* _Work instructions_:
Return the lines beginning at the one that contains "the small red" and running to the end of the records, exactly and with nothing else. Omit pictures.

* _Dataset rows_:
---*---
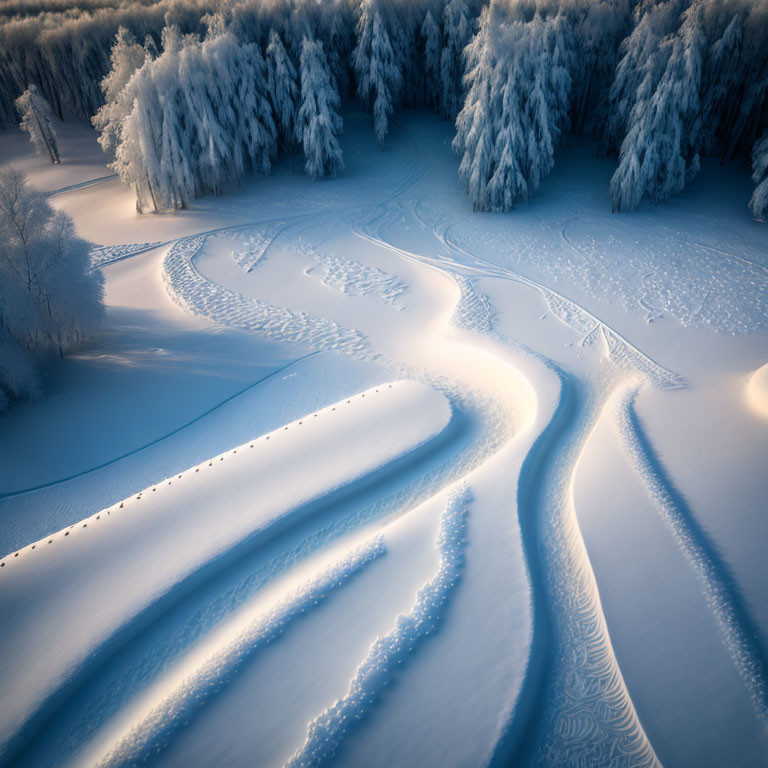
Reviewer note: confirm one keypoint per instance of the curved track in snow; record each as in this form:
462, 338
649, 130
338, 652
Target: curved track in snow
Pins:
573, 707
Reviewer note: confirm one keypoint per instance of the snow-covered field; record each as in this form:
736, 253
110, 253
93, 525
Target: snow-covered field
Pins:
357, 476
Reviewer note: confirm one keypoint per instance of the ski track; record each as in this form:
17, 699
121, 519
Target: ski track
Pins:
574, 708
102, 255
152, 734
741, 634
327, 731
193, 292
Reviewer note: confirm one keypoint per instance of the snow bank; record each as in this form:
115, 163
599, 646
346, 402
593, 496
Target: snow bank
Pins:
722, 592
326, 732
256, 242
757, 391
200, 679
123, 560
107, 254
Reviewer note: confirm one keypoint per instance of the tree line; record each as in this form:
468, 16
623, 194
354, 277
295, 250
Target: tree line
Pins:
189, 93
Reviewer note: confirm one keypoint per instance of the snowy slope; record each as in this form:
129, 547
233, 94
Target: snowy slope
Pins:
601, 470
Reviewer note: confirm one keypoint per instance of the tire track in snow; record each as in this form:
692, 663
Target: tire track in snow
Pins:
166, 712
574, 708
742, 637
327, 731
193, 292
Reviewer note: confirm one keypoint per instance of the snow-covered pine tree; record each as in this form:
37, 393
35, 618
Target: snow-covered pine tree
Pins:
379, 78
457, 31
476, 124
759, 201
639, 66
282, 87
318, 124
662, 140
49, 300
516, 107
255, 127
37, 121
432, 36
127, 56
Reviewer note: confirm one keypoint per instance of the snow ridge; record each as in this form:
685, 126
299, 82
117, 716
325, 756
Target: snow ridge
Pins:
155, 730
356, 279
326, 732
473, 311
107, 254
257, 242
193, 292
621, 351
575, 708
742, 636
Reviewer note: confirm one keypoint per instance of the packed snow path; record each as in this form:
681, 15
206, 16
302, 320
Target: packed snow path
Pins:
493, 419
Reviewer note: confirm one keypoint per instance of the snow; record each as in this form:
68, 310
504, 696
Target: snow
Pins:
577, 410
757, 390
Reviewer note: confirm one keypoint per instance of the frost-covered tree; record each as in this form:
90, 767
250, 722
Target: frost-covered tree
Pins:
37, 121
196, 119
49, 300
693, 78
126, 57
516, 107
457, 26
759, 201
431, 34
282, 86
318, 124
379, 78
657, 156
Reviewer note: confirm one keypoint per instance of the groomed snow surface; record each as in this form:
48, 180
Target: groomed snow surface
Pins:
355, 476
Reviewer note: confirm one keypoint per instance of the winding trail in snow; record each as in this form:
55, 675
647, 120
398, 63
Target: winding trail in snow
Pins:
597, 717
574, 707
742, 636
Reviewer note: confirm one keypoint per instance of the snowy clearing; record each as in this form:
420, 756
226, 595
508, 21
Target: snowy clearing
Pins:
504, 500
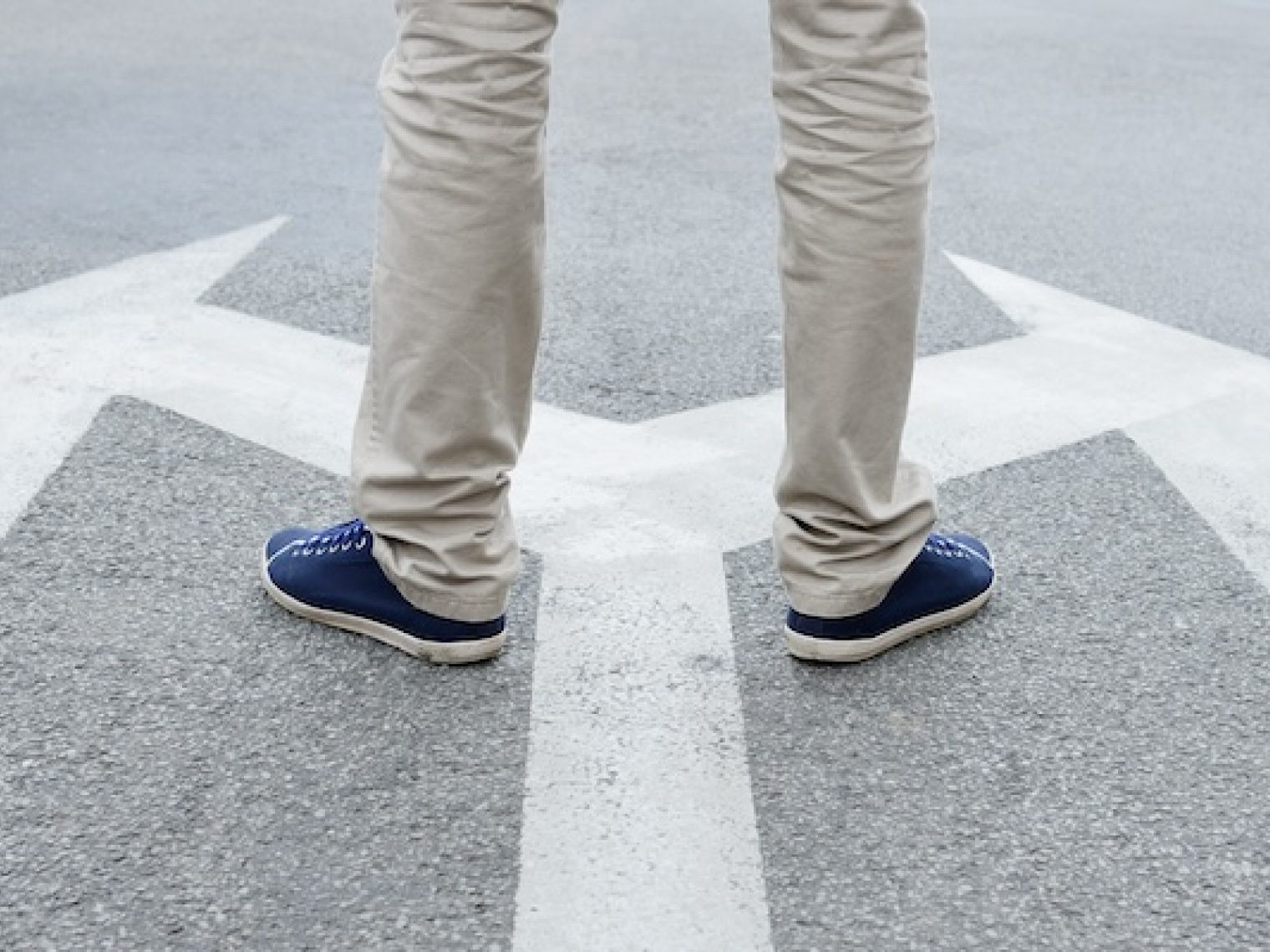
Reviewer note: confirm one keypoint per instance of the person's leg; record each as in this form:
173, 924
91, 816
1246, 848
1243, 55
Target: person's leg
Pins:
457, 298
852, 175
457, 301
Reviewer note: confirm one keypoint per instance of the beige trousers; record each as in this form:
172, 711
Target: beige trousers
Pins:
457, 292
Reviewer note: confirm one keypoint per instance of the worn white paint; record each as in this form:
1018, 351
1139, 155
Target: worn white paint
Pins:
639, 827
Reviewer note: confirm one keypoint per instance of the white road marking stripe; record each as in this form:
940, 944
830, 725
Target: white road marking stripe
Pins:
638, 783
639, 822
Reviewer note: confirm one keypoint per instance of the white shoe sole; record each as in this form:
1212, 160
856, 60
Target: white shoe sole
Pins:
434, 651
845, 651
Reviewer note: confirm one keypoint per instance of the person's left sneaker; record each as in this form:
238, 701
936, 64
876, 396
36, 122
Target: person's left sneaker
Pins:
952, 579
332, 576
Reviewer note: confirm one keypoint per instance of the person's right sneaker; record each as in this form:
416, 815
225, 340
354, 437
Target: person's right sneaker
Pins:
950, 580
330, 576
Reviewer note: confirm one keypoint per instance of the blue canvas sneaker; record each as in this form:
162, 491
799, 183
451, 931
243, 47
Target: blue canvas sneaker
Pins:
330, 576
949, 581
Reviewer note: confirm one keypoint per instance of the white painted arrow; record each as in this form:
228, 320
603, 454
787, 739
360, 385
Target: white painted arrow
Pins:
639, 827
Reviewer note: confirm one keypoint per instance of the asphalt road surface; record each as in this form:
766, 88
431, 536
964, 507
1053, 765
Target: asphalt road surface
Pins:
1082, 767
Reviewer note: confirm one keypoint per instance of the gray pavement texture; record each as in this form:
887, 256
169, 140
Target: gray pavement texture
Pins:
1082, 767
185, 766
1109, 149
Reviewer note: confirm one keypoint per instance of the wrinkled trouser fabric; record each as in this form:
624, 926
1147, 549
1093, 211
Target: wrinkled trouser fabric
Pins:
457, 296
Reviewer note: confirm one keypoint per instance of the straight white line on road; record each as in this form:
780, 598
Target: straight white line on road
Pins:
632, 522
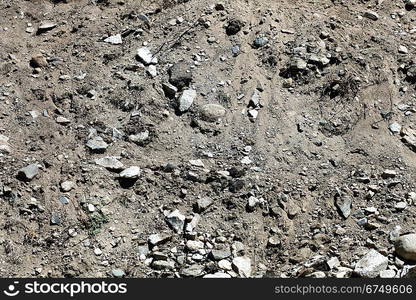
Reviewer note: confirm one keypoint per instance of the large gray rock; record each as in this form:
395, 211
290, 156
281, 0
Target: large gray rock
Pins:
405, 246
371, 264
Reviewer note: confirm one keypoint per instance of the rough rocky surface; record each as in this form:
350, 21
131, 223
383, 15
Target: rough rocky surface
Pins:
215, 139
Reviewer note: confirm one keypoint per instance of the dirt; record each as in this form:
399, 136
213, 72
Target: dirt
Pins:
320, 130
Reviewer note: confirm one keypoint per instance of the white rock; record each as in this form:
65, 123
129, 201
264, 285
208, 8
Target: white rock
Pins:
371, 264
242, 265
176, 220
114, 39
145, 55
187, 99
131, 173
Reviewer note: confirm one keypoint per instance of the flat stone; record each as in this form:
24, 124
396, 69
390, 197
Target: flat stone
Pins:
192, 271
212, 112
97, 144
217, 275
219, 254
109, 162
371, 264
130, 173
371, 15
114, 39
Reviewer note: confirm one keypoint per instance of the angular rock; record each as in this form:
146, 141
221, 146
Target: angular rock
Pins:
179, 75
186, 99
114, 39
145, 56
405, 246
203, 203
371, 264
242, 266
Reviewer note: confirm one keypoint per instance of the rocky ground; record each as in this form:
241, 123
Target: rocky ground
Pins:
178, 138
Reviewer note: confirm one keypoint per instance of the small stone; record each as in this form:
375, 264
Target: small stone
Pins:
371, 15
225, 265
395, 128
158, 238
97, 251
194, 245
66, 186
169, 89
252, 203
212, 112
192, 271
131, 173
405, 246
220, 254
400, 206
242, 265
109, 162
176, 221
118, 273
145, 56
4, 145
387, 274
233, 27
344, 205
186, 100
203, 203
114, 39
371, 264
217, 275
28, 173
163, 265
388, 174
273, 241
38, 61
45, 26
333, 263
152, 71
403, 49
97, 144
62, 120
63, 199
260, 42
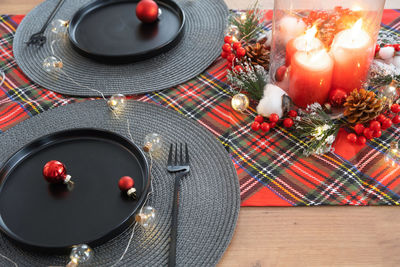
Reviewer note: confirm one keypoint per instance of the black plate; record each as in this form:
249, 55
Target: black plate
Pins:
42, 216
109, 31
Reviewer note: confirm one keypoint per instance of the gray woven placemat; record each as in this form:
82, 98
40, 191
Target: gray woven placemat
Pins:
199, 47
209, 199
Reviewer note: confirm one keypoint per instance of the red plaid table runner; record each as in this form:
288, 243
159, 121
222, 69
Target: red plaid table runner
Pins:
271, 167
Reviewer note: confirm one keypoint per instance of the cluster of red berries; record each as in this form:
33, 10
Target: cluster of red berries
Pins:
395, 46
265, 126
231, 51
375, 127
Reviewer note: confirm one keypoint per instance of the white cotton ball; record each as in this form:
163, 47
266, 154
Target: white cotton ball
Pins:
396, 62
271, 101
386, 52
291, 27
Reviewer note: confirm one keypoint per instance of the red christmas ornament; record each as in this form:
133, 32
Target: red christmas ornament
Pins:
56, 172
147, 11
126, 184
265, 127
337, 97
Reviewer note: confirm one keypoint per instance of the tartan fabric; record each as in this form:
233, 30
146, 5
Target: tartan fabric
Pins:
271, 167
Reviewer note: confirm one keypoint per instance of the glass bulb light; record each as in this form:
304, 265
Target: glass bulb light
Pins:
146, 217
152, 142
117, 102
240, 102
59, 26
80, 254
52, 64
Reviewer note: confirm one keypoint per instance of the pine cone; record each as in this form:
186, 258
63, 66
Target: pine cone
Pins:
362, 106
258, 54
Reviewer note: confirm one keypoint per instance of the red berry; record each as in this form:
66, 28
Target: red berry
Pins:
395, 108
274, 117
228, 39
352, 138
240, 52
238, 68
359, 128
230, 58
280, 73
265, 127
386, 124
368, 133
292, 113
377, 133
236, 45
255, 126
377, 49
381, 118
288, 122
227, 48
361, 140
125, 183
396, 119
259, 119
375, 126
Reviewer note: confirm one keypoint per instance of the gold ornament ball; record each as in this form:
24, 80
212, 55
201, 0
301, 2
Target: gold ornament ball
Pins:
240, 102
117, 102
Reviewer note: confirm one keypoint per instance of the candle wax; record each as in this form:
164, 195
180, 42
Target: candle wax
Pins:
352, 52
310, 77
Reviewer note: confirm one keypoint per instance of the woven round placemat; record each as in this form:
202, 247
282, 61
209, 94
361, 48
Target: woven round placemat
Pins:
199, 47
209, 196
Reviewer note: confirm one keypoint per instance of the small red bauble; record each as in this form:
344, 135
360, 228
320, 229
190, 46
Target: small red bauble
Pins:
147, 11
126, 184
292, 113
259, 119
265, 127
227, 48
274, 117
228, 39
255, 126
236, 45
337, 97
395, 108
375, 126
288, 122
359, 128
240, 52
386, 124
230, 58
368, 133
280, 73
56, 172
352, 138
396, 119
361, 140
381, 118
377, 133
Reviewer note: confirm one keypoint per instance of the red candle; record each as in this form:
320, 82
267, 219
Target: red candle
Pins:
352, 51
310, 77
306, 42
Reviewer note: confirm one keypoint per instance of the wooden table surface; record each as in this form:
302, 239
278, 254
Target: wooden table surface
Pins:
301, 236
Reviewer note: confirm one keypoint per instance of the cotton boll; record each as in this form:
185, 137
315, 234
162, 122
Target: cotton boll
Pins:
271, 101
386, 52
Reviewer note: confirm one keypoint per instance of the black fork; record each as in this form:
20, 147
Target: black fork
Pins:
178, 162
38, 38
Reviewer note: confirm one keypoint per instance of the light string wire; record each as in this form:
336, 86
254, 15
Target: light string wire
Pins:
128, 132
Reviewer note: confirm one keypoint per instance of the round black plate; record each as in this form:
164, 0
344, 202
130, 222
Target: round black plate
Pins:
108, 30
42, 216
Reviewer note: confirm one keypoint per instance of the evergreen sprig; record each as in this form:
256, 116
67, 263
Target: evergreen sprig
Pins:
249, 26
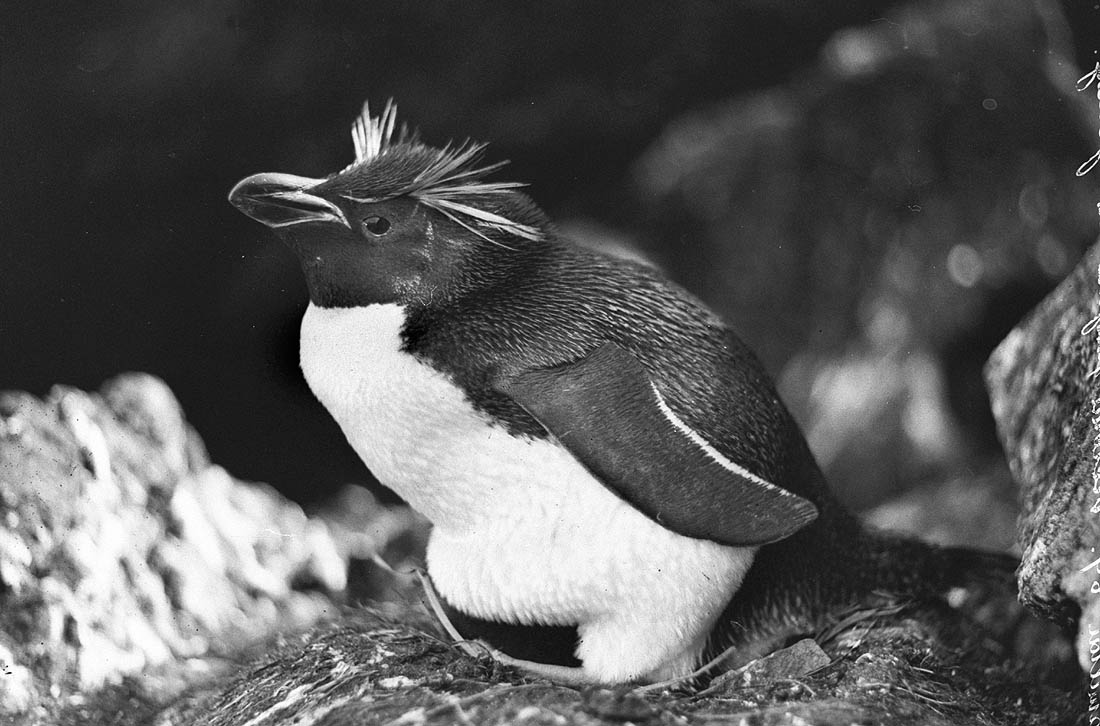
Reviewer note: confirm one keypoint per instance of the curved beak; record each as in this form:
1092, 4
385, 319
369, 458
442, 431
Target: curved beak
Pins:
---*---
* _Exercise response_:
Reviewer note: confirm one keypoint per instance of the small red bauble; record each as in this form:
344, 135
360, 228
320, 229
190, 46
Target: small red bauble
Pins:
147, 11
126, 184
292, 113
259, 119
265, 127
227, 48
274, 117
228, 39
255, 126
236, 45
337, 97
395, 108
375, 126
288, 122
359, 128
240, 52
386, 124
230, 58
368, 133
280, 73
56, 172
352, 138
396, 119
361, 140
381, 118
377, 133
Reviewer note: confirm one keypoint per instance of the red candle; record each as in this form:
320, 82
267, 219
Target: red candle
Pins:
352, 51
310, 77
306, 42
Reviewer note: confirm one keypoint per instance of the wooden table surface; record each as in this form:
302, 239
278, 254
Target: wooden table surface
Pins:
301, 236
Reviewer note: confirm one keypoint per instance of the cotton boll; record each as in this form:
185, 137
315, 234
162, 122
Target: cotton boll
Pins:
271, 101
386, 52
Reviewer note: confirm one keypoint per instance of the black fork; record each as in this form:
20, 147
Target: black fork
Pins:
178, 162
38, 38
Reviewer note: confirm one keypoint per instance of the light string wire; record each as in this form:
336, 86
254, 15
Target: light string wire
Pins:
128, 132
Reviewer note: confirm one keypoint per instance of the round black plate; record each as in this form:
164, 0
344, 202
130, 222
Target: round black plate
Pins:
108, 30
42, 216
Reviewer note: confirm one keypoint per instance of the evergreen sprig; record each as in this form:
256, 116
67, 263
Target: evergreen sprig
Pins:
249, 26
Reviewer note: confirm one keypoint per instance of the curved beak; record each as in this form:
1092, 4
385, 319
369, 458
442, 431
Target: curved beak
Pins:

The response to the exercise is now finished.